WORK REQUIRED:
Could you render all the rows below as a numbered list, dropping any blank lines?

◇ ◇ ◇ ◇ ◇

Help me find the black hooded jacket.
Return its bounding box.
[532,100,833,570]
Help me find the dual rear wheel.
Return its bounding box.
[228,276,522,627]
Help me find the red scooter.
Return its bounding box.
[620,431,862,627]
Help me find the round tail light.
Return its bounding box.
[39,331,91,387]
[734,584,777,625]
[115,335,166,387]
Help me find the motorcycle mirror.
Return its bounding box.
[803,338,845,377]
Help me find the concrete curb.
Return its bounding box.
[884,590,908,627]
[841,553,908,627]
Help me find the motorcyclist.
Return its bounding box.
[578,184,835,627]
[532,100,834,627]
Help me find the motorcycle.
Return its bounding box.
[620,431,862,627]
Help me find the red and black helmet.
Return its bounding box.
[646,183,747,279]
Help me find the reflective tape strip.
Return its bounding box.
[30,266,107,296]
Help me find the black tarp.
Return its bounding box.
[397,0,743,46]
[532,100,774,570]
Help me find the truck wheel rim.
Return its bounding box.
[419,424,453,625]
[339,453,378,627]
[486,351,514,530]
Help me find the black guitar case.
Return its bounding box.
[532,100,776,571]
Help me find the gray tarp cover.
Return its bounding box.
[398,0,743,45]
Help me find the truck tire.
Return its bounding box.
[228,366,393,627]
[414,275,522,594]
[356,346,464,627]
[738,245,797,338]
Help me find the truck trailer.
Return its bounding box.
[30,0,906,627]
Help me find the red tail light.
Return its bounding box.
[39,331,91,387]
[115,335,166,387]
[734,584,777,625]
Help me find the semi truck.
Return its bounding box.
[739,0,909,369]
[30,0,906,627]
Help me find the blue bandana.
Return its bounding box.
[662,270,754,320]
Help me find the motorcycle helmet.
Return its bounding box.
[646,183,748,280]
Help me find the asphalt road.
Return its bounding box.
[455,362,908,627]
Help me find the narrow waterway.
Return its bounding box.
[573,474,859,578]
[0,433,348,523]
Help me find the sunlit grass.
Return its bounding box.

◇ ◇ ◇ ◇ ◇

TASK SOLUTION:
1. Help me find the black hooded jacket.
2. Return its bounding box.
3. [532,100,833,570]
4. Help me find the dual rear wheel.
5. Return its bounding box.
6. [228,276,522,627]
7. Help me find the red scooter.
8. Return its bounding box.
9. [620,431,862,627]
10. Help me find the round tail light.
11. Return its bounding box.
12. [39,331,91,387]
13. [734,584,777,625]
14. [115,335,166,387]
15. Help me find the motorcycle mirror.
16. Return its bounding box.
17. [803,338,845,377]
18. Help me find the concrete curb.
19. Return its bounding box.
20. [884,590,908,627]
21. [841,553,908,627]
22. Help me find the motorcyclist.
23. Return its bounding box.
24. [578,184,835,627]
25. [532,100,834,627]
26. Help me find the motorcycle.
27. Return its bounding box.
28. [620,431,862,627]
29. Help me find the red and black helmet.
30. Return its bounding box.
31. [646,183,747,279]
32. Help me find the reflective tape strip.
33. Return its bounding box.
34. [30,266,107,296]
35. Help me find the black tarp.
36. Return its bounding box.
37. [397,0,743,46]
38. [532,100,774,570]
39. Help me find the truck wheel rim.
40. Return its bounding box.
41. [419,424,453,625]
42. [339,453,378,627]
43. [486,351,514,530]
44. Help me find the black guitar case.
45. Return its bounding box.
46. [532,100,776,571]
47. Help me find the gray tarp cover.
48. Return its bounding box.
49. [398,0,743,45]
50. Help me find the truck tire.
51. Return its bounding box.
52. [228,366,393,627]
53. [414,275,522,594]
54. [356,346,464,627]
55. [738,245,797,338]
56. Help me find the truck trailer.
57. Return its bounding box.
58. [30,0,906,627]
59. Help me find the red tail light.
60. Return its bounding box.
61. [39,331,91,387]
62. [115,335,166,387]
63. [734,584,777,625]
64. Help me find the semi truck.
65. Return its bounding box.
66. [739,0,909,369]
67. [30,0,906,627]
68. Help me find the blue bandana.
69. Return its bounding box.
70. [662,270,754,320]
71. Help me find the motorcycle helmet.
72. Return its bounding box.
73. [646,183,748,280]
74. Help me find the asphalt road.
75. Return its bounding box.
76. [455,362,908,627]
77. Help me find the narrow waterway.
78. Return its bounding box.
79. [573,474,859,578]
80. [0,433,348,523]
81. Help me find the sunlit grass.
82. Return its bounding box.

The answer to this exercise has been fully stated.